* [Source passage]:
Segment Open

Wake Forest University Baptist Medical Center – Some drugs commonly used to treat type 2 diabetes, such as Avandia® and Actos®, may double the risk of heart failure, according to a new analysis by medical researchers. Even though the group of medications causing the risk helps to improve insulin sensitivity (usually considered beneficial for health), the drugs seem to carry a risk of this potentially deadly side effect within months of starting them.

Based on a review of research studies and case reports involving more than 78,000 patients, the authors concluded that the risk of heart failure may be up to 100 percent higher (depending on the type of study) in patients taking thiazolinediones (which includes Avandia® and Actos®). These drugs are known to enhance insulin sensitivity. The authors estimated that one additional patient with type 2 diabetes would develop heart failure for every 50 patients taking the drugs over a 26-month period.

The results were published online in May 2007 by Diabetes Care and will appear in the August 2007 print issue.

“These drugs are currently used by more than 3 million diabetic patients in the U.S. alone, suggesting that several thousand could be harmed,” said Sonal Singh, M.D., lead author and an assistant professor in internal medicine at Wake Forest.

Earlier this year, one of the drugs in this class (Avandia®) was linked to an increased risk of heart attack and death from cardiovascular causes.

The current analysis looked at a potential link between the drugs and heart failure, which is the inability of the heart to meet the body’s demands. Heart failure is a very common condition in the elderly and one of the costliest to society. Common symptoms include shortness of breath and the inability to exercise including, in some cases, even to walk short distances.

The authors hypothesize that fluid retention caused by the drugs may trigger heart failure in susceptible people.

Segment Closed

* [Records]:

Segment Open

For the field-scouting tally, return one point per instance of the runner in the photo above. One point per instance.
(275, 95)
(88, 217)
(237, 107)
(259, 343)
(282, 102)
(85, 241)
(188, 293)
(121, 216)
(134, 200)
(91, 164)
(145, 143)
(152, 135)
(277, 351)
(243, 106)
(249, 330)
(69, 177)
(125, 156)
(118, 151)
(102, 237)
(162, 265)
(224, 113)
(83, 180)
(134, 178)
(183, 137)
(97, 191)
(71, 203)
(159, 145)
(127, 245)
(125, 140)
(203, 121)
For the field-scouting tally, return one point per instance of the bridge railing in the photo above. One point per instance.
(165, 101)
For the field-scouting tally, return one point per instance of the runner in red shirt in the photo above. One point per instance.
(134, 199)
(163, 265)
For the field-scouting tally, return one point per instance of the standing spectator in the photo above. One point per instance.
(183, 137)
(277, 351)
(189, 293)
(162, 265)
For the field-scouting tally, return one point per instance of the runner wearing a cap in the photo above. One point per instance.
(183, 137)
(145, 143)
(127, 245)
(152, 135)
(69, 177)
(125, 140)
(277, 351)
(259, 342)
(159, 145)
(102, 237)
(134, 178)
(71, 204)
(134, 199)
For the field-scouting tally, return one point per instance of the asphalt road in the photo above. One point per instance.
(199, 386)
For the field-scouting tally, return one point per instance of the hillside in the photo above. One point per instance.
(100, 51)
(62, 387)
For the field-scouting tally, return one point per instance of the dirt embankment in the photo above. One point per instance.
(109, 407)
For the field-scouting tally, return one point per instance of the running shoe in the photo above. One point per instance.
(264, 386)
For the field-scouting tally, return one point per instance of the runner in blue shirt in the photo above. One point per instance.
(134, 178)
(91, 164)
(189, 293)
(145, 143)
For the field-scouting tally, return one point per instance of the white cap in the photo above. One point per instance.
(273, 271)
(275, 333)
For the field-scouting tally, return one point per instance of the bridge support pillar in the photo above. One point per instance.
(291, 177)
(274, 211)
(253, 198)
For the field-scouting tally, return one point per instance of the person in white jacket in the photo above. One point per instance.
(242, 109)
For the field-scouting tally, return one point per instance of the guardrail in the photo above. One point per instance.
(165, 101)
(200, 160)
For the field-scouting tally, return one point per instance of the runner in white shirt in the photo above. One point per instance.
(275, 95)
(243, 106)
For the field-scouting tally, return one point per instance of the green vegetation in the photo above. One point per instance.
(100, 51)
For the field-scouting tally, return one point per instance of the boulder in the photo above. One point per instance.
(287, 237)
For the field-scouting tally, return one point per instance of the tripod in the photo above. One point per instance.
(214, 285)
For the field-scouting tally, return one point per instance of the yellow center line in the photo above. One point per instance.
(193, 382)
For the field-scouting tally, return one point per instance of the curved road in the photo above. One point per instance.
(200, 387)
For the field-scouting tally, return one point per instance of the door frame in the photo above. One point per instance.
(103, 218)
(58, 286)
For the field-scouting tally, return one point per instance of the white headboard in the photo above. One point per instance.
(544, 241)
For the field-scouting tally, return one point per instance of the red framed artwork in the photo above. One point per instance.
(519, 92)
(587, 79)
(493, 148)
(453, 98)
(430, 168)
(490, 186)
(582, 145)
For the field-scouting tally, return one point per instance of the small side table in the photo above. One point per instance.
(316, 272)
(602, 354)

Segment Closed

* [Work to complete]:
(a) Reproduce the diabetes drug report word for word, starting at "Wake Forest University" and ending at "of starting them.".
(b) Resume the report on diabetes drugs and heart failure from the point where it stops.

* [Task responses]:
(a)
Wake Forest University Baptist Medical Center – Some drugs commonly used to treat type 2 diabetes, such as Avandia® and Actos®, may double the risk of heart failure, according to a new analysis by medical researchers. Even though the group of medications causing the risk helps to improve insulin sensitivity (usually considered beneficial for health), the drugs seem to carry a risk of this potentially deadly side effect within months of starting them.

(b)
Heart failure occurred equally at high and low doses. In fact, heart failure even occurred in some patients who were taking doses below those commonly prescribed. The medium time for the onset of heart failure was 24 weeks after beginning drug therapy.

The adverse reaction was not limited to the elderly – one-quarter of cases occurred in people younger than 60. Heart failure occurred equally among men and women.

The product label for both drugs warns against their use in patients with more severe cases of heart failure. The label also cautions about the increased risk of heart failure if used in combination with insulin. However, the current analysis found that the risk wasn’t confined just to patients on insulin, and it occurred even among patients without any risk factors for heart failure. “Our findings support current efforts by the FDA to add a black box warning to the labeling for those agents,” said co-investigator Curt Furberg, M.D., Ph.D., from Wake Forest.

“The occurrence of heart failure several months after initiation of treatment suggests a long-term effect of the drugs, which may not be avoided by beginning with low doses,” said Singh.

The authors called for additional research to evaluate whether there are differences between the anti-diabetic medications in the class and how to best manage patients who experience heart failure while on the diabetes drugs.